EXERCISE DIRECTIONS:
Each record below should be printed exactly as it was written.

EXERCISE MATERIALS:
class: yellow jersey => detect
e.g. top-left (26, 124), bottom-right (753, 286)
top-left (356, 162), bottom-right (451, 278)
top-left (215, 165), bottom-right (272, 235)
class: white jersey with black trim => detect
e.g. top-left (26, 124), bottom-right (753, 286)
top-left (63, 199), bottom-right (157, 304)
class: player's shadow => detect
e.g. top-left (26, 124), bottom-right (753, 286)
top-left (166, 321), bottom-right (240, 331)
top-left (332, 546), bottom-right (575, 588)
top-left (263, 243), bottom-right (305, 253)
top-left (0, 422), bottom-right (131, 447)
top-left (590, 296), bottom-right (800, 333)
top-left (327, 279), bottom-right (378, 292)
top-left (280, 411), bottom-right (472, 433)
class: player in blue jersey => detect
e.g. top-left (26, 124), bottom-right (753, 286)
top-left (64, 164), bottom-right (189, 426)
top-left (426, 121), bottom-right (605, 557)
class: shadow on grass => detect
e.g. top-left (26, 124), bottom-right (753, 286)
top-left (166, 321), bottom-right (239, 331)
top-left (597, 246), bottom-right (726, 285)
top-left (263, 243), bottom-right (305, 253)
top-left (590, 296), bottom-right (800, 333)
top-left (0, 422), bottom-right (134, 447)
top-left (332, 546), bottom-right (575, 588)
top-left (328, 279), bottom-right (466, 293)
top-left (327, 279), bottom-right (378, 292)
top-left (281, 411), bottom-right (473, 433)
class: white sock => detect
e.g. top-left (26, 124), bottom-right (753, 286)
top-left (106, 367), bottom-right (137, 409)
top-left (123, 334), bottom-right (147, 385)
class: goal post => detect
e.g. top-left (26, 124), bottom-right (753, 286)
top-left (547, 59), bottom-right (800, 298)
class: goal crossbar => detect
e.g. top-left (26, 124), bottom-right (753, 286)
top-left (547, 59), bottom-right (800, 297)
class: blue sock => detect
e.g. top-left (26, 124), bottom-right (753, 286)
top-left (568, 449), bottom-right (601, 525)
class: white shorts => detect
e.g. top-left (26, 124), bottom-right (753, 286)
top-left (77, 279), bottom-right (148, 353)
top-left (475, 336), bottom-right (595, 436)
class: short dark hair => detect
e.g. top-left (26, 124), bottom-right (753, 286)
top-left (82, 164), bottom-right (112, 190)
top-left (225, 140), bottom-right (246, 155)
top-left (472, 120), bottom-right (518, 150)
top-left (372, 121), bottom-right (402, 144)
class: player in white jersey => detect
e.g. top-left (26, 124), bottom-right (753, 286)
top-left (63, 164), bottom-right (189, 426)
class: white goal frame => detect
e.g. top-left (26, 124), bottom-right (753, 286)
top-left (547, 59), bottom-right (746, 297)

SOLUTION TO THE EXERCISE:
class: yellow jersey => detect
e.g. top-left (26, 124), bottom-right (753, 286)
top-left (356, 162), bottom-right (451, 278)
top-left (215, 165), bottom-right (272, 235)
class: white jersey with black trim => detect
e.g. top-left (26, 124), bottom-right (753, 286)
top-left (63, 199), bottom-right (157, 304)
class: player's shadow => detect
e.g. top-left (26, 124), bottom-right (753, 286)
top-left (166, 321), bottom-right (240, 331)
top-left (332, 546), bottom-right (575, 588)
top-left (263, 243), bottom-right (305, 253)
top-left (0, 422), bottom-right (131, 447)
top-left (590, 296), bottom-right (800, 333)
top-left (327, 279), bottom-right (378, 292)
top-left (280, 411), bottom-right (472, 433)
class: player in blue jersey => detect
e.g. top-left (26, 124), bottom-right (753, 286)
top-left (64, 164), bottom-right (189, 426)
top-left (426, 121), bottom-right (605, 557)
class: shadow on grass => detect
e.g. top-left (26, 124), bottom-right (753, 286)
top-left (166, 321), bottom-right (239, 331)
top-left (597, 246), bottom-right (726, 285)
top-left (263, 243), bottom-right (305, 253)
top-left (590, 296), bottom-right (800, 333)
top-left (0, 422), bottom-right (134, 447)
top-left (332, 546), bottom-right (575, 588)
top-left (328, 279), bottom-right (466, 293)
top-left (327, 279), bottom-right (378, 292)
top-left (281, 411), bottom-right (473, 433)
class: white sock => detect
e.g. top-left (26, 124), bottom-right (753, 286)
top-left (106, 367), bottom-right (137, 409)
top-left (123, 334), bottom-right (147, 385)
class: goal post => detect
e.g. top-left (26, 124), bottom-right (753, 286)
top-left (547, 59), bottom-right (800, 298)
class: goal crossbar => detect
e.g. top-left (26, 124), bottom-right (753, 286)
top-left (547, 59), bottom-right (800, 297)
class: blue sock => detect
e.g. top-left (26, 124), bottom-right (753, 286)
top-left (568, 449), bottom-right (601, 525)
class: white shorts => detect
e.g. top-left (26, 124), bottom-right (753, 286)
top-left (77, 279), bottom-right (148, 353)
top-left (475, 336), bottom-right (595, 436)
class: short dark hair => detect
e.g. top-left (26, 124), bottom-right (753, 286)
top-left (82, 164), bottom-right (112, 190)
top-left (225, 140), bottom-right (246, 155)
top-left (472, 120), bottom-right (518, 150)
top-left (372, 121), bottom-right (402, 144)
class: player in white jersey => detect
e.g. top-left (26, 124), bottom-right (753, 286)
top-left (63, 164), bottom-right (189, 426)
class: white goal frame => detect
e.g. top-left (26, 124), bottom-right (753, 286)
top-left (547, 59), bottom-right (746, 297)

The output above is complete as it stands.